- Textauszug -
Was die Einzigartigkeit einer freien, unverwechselbaren Persönlichkeit ausmacht, kommt dabei unweigerlich zur Sprache. Erstens besteht "die Würde des Menschen" in dem "Recht eines jeden, Produkt des Zufalls zu sein" (Herbig, S. 153):

"Die Tatsache, daß der Mensch nicht der Entwurf und das geplante Experiment seiner Eltern ist, sondern das Produkt des Zufalls der Natur, sichert die Unabhängigkeit der Menschen voneinander, ihren individuellen Eigenwert... Jeder muß die Möglichkeit haben, sich selbst, sein eigenes Wesen als Ausdruck eines, dem Menschen entzogenen Schicksals begreifen zu können oder als von Gott geschaffen - und nicht als der Entwurf oder das mehr oder weniger geglückte Experiment anderer Menschen." (Enquete, S. 187 f.)

Zweitens hat er ein Recht auf seine Gebrechen, weil es

"letztlich nicht das Ziel sein kann, den Menschen genetisch oder physiologisch zu optimieren und stromlinienförmig zu machen, sondern sich auf seine notwendigerweise unvollkommene Natur einzurichten." (v.d. Daele: Mensch nach Maß?, S. 217)

Drittens gebietet gerade ein recht verstandenes Wissen von den Gesetzen der Natur gläubige Ehrfurcht vor ihren Schöpfungswundern:

"Die Biologie hat zwar den magischen oder göttlichen Schleier der 'Lebenskräfte' gelüftet, aber müssen wir nicht noch staunender vor einer alten Eiche, einem fliegenden Adler und vor uns selbst stehen, wenn wir nun wissen, daß die Natur die Pläne, nach denen all dies hervorgebracht wird, mit nur vier Buchstaben schreibt?" (Scheller: Das Gen-Geschäft, S. 32)

Ausgerechnet die Zufälligkeiten von Zeugung und Geburt sollen eine Abhängigkeit der existenziellen Art verbürgen, an der "der Mensch" sich nicht vergreifen darf, sondern eine Ehrfurcht zu lernen hat, die praktisch gar nicht "der Natur" zugute kommt, sondern den gesellschaftlichen Verhältnissen, unter denen die meisten Leute ihre "unvollkommene Natur" überhaupt erst als "Schicksal" zu spüren kriegen: Das ist die moralische Quintessenz aller Einwände. Von den tatsächlichen Resultaten einer geschäftstüchtig benutzten Biochemie bleibt nichts übrig, wenn darum gerechtet wird, wie die komplementären Ideale des freien Willens und seiner garantiert funktionalen Zurichtung ins rechte Verhältnis gesetzt werden können. Mit den tatsächlichen Fortschritten der Gentechnologen und Mediziner stirbt deshalb auch nicht dieser Streit, sondern wächst höchstens der Stoff für Ethik- und Moraldebatten.

- Zur Aufgabe -
Gib aus dem Textauszug alles von „Zweitens hat er“ bis hinunter zu „Gen-Geschäft, S. 32)“ wortgetreu wieder.

- Bereitgestellte Angaben -

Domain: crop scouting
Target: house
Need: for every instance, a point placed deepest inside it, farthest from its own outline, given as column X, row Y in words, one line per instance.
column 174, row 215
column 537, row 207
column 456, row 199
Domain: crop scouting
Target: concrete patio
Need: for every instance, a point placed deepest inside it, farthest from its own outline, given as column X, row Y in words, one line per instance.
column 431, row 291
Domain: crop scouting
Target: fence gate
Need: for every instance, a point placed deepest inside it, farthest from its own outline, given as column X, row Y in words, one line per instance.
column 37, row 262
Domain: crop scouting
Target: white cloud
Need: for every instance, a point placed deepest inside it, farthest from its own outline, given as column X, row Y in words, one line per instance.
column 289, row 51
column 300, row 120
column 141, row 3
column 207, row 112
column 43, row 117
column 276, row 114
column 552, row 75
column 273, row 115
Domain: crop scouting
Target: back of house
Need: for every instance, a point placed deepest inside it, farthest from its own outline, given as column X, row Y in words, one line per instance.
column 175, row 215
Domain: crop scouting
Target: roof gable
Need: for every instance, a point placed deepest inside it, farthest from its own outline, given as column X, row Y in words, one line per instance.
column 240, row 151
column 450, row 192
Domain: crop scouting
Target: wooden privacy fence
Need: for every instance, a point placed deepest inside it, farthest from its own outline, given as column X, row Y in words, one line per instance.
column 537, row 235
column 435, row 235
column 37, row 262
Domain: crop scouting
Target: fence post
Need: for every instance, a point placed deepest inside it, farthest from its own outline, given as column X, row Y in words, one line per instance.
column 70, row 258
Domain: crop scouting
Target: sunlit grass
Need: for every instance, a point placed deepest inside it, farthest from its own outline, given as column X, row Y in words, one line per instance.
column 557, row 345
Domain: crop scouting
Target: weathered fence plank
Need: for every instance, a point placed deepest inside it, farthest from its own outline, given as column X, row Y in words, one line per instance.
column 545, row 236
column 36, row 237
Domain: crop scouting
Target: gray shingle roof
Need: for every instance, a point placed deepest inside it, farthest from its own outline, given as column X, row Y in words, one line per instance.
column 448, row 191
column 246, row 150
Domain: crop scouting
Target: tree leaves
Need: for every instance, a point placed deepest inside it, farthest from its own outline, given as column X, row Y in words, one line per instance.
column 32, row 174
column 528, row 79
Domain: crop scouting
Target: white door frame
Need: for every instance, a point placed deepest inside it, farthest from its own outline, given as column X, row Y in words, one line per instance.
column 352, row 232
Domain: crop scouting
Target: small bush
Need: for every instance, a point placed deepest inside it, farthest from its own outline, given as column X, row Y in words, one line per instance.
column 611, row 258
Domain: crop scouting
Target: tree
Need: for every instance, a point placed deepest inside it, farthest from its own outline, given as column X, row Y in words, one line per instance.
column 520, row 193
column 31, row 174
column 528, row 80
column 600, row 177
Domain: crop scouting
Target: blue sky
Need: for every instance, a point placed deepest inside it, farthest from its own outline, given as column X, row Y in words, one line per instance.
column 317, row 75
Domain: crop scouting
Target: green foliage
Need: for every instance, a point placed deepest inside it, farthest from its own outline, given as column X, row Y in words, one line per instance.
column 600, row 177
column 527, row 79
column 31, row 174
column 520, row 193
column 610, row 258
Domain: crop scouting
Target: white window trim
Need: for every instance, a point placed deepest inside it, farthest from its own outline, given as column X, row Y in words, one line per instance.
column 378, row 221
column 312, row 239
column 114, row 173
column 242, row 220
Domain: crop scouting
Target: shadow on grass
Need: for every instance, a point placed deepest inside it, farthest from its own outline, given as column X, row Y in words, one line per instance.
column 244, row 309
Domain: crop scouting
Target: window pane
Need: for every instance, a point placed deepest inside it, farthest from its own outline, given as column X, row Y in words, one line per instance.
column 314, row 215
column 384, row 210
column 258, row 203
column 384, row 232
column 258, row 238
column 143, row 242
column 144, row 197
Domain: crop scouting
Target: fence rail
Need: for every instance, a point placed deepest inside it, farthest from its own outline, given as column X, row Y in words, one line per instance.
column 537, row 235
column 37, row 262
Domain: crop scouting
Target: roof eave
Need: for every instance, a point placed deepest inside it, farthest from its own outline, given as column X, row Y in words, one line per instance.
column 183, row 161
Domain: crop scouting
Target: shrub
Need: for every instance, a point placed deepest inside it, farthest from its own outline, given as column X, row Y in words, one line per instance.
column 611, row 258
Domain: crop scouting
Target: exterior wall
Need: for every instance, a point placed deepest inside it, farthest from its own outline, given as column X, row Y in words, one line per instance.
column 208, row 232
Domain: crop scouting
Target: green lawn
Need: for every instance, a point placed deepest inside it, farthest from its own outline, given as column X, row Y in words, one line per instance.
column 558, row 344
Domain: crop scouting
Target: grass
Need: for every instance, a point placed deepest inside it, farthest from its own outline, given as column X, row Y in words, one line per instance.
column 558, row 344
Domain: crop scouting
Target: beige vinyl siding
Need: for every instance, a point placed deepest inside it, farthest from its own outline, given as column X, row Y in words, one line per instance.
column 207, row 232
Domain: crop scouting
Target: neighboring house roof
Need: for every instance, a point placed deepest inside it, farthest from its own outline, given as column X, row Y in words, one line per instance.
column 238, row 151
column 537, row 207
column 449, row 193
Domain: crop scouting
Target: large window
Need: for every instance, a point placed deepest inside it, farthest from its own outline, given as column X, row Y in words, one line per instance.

- Lösung -
Zweitens hat er ein Recht auf seine Gebrechen, weil es

"letztlich nicht das Ziel sein kann, den Menschen genetisch oder physiologisch zu optimieren und stromlinienförmig zu machen, sondern sich auf seine notwendigerweise unvollkommene Natur einzurichten." (v.d. Daele: Mensch nach Maß?, S. 217)

Drittens gebietet gerade ein recht verstandenes Wissen von den Gesetzen der Natur gläubige Ehrfurcht vor ihren Schöpfungswundern:

"Die Biologie hat zwar den magischen oder göttlichen Schleier der 'Lebenskräfte' gelüftet, aber müssen wir nicht noch staunender vor einer alten Eiche, einem fliegenden Adler und vor uns selbst stehen, wenn wir nun wissen, daß die Natur die Pläne, nach denen all dies hervorgebracht wird, mit nur vier Buchstaben schreibt?" (Scheller: Das Gen-Geschäft, S. 32)